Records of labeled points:
::::::::

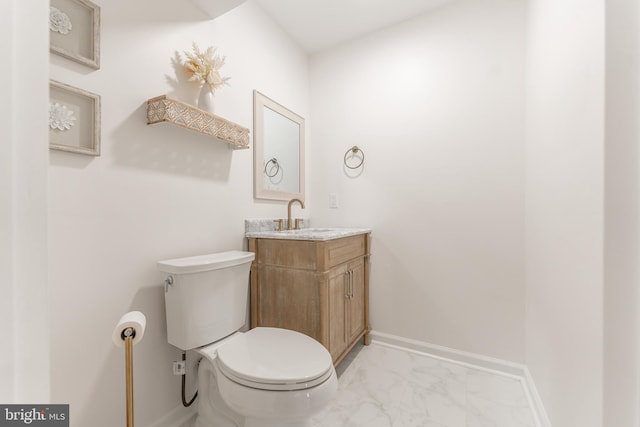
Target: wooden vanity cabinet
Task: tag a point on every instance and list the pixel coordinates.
(317, 287)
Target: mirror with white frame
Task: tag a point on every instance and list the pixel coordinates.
(278, 152)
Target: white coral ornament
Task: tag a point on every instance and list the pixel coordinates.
(59, 21)
(60, 117)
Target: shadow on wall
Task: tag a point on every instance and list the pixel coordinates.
(169, 149)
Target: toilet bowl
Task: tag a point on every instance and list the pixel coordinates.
(270, 377)
(265, 377)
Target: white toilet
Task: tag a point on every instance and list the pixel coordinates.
(265, 377)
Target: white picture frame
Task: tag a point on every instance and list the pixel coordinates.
(74, 30)
(74, 119)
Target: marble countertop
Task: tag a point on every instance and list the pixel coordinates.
(324, 233)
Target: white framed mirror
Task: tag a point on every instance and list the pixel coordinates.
(278, 150)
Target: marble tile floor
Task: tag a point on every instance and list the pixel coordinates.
(383, 386)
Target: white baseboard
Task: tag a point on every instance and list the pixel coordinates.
(476, 361)
(177, 417)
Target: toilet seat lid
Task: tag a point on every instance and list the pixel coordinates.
(275, 359)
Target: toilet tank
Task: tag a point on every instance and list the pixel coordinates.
(205, 297)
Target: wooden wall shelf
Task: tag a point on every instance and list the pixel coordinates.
(170, 110)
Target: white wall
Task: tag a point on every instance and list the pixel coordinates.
(564, 207)
(156, 192)
(436, 104)
(24, 352)
(621, 296)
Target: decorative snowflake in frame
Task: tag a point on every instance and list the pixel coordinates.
(60, 117)
(59, 21)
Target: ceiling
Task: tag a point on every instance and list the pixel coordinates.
(319, 24)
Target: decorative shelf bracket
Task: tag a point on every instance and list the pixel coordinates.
(166, 109)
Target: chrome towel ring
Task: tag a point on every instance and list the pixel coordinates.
(354, 153)
(272, 170)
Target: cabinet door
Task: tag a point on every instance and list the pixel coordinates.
(356, 303)
(338, 334)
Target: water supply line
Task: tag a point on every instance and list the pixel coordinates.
(128, 332)
(184, 380)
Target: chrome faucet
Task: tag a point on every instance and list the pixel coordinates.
(291, 202)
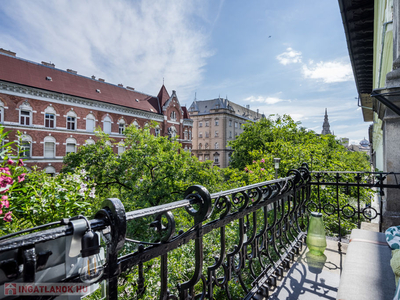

::::::::

▸ **WHAT YOU SHOULD DO**: Please rewrite the items above with every "tag a point" changed to "mark a point" and nothing else altered. Leave the pictures out of your version.

▸ **RIGHT ANSWER**:
Target: wooden vanity cabinet
Task: mark a point on every instance and list the pixel coordinates.
(317, 287)
Target: mirror with white frame
Task: mark a point on every instance and list the pixel coordinates.
(278, 152)
Target: white coral ornament
Task: mark a point on every instance and list the pixel coordinates.
(59, 21)
(60, 117)
Target: shadow on wall
Task: mark a point on every instance and list the pixel coordinates.
(169, 149)
Target: toilet bowl
Task: mark a point on every instance and list the pixel coordinates.
(270, 377)
(265, 377)
Target: white toilet
Task: mark a point on every instance and list the pixel coordinates.
(265, 377)
Target: white picture frame
Task: mark a point on every instance and list the pixel coordinates.
(74, 30)
(74, 119)
Target: marble countertop
Task: mark a point on every instance and list the pixel coordinates.
(324, 233)
Target: white framed mirror
Task: mark a point on every instance and list the pixel coordinates.
(278, 150)
Target: marble tile floor
Task: mark a point on every instance and list the pixel coordinates.
(383, 386)
Target: white baseboard
Task: mark a point on every instance and list the pixel coordinates.
(476, 361)
(177, 417)
Target: toilet seat lid
Task: mark a point on every instance and list the pixel coordinates.
(275, 359)
Target: toilet tank
Task: mark a point on every instance and list the pixel coordinates.
(205, 297)
Target: wooden wall shelf
Task: mark a point on every instance and list the pixel coordinates.
(170, 110)
Target: white wall
Task: mark a point on every instance and list the pixel coordinates.
(564, 207)
(156, 192)
(436, 104)
(24, 352)
(621, 296)
Target: decorative snowflake in frame
Task: mark a point on every instance and list the pixel coordinates.
(60, 117)
(59, 21)
Target: ceiling
Task: mark a point on every instance and list the pixel coordinates.
(319, 24)
Target: decorative shelf bracket
Task: mark a point on every instance and list the pixel coordinates.
(166, 109)
Target: chrome towel ring
Task: mark a point on every instance and list the pixel coordinates.
(354, 153)
(272, 170)
Target: cabinet door
Task: mark a point on every instance and list the pixel coordinates.
(356, 303)
(338, 334)
Target: water supply line
Task: mark a point on every instance and list the pixel coordinates.
(128, 332)
(184, 380)
Target: chrome faucet
Task: mark a point on every instance and list the pixel coordinates.
(291, 202)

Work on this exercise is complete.